Aufgabenstellung:
- A) Übersetzen Sie aus dem Text zum Erbschaftskonkurs den Satz „Das Inventar zeigte einen Überschuss der Passiven über die Aktiven.“ ins Englische.
- B) Beantworten Sie anhand des Textes zum Erbschaftskonkurs die folgenden Fragen:
(i) Wer waren die Erben von E.?
(ii) Auf welchen Betrag beziffert das Betreibungs- und Konkursamt den voraussichtlichen Verlust nach Abschluss des Liquidationsverfahrens?
(iii) In welchen Beträgen wurde die Klage in zweiter kantonaler Instanz gutgeheissen?
- C) Erläutern Sie gemäß dem Text zum Erbschaftskonkurs, woraus die Klägerin ihre Forderungen gegen A. und B. ableitete.

E. starb zwei Jahre später. Die Erben - seine Ehefrau und die beiden Töchter - verlangten die Aufnahme eines öffentlichen Inventars. Das Inventar zeigte einen Überschuss der Passiven über die Aktiven. Alle Erben schlugen die Erbschaft aus. Über die Erbschaft von E. wurde der Konkurs eröffnet. Das Betreibungs- und Konkursamt beziffert den voraussichtlichen Verlust nach Abschluss des Liquidationsverfahrens auf rund 1.5 Millionen Franken.
Handelnd für die Konkursmasse der Erbschaft von E. erhob das Betreibungs- und Konkursamt Klage gegen A. und B. Die Klägerin bezifferte ihre Forderung auf Fr. 96'250.- und Fr. 99'300.- aus ausgleichungspflichtigen Zuwendungen des Erblassers an die Beklagten. In zweiter kantonaler Instanz wurde die Klage im Betrag von Fr. 96'250.- und von Fr. 97'790.- gutgeheissen. Das Bundesgericht heisst die von den Beklagten dagegen eingelegte Berufung gut und weist die Klage ab, soweit sie sich auf die Ausgleichungspflicht der schenkungshalber zugewendeten Grundstücke stützt.

Inhalt des Datensatzes:
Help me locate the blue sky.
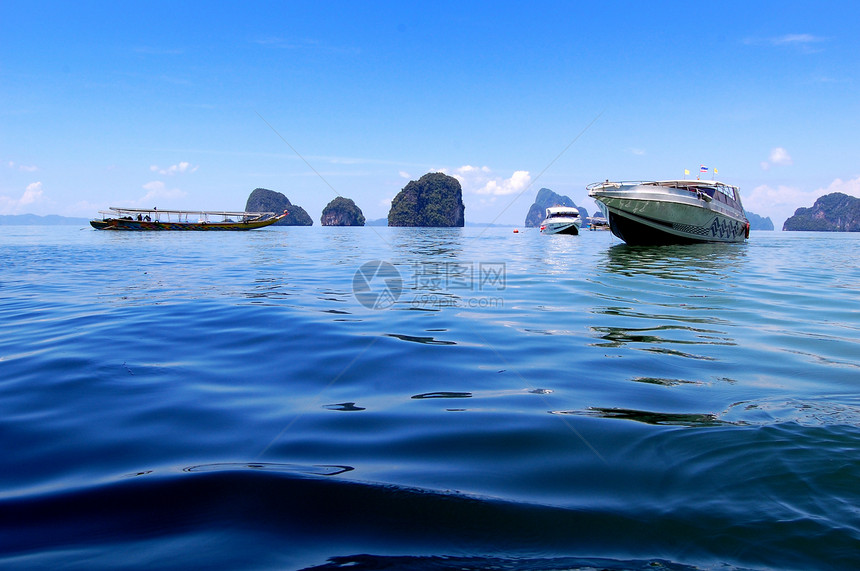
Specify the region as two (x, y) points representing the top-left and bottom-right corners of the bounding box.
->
(0, 0), (860, 227)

Antworten je Aufgabe:
- A) The inventory showed an excess of liabilities over assets.

- B)
(i) Seine Ehefrau und die beiden Töchter.
(ii) Auf rund 1.5 Millionen Franken.
(iii) Im Betrag von Fr. 96'250.- und von Fr. 97'790.-.

- C) Die Klägerin, das für die Konkursmasse der Erbschaft von E. handelnde Betreibungs- und Konkursamt, leitete ihre Forderungen von Fr. 96'250.- und Fr. 99'300.- aus ausgleichungspflichtigen Zuwendungen des Erblassers an die Beklagten ab.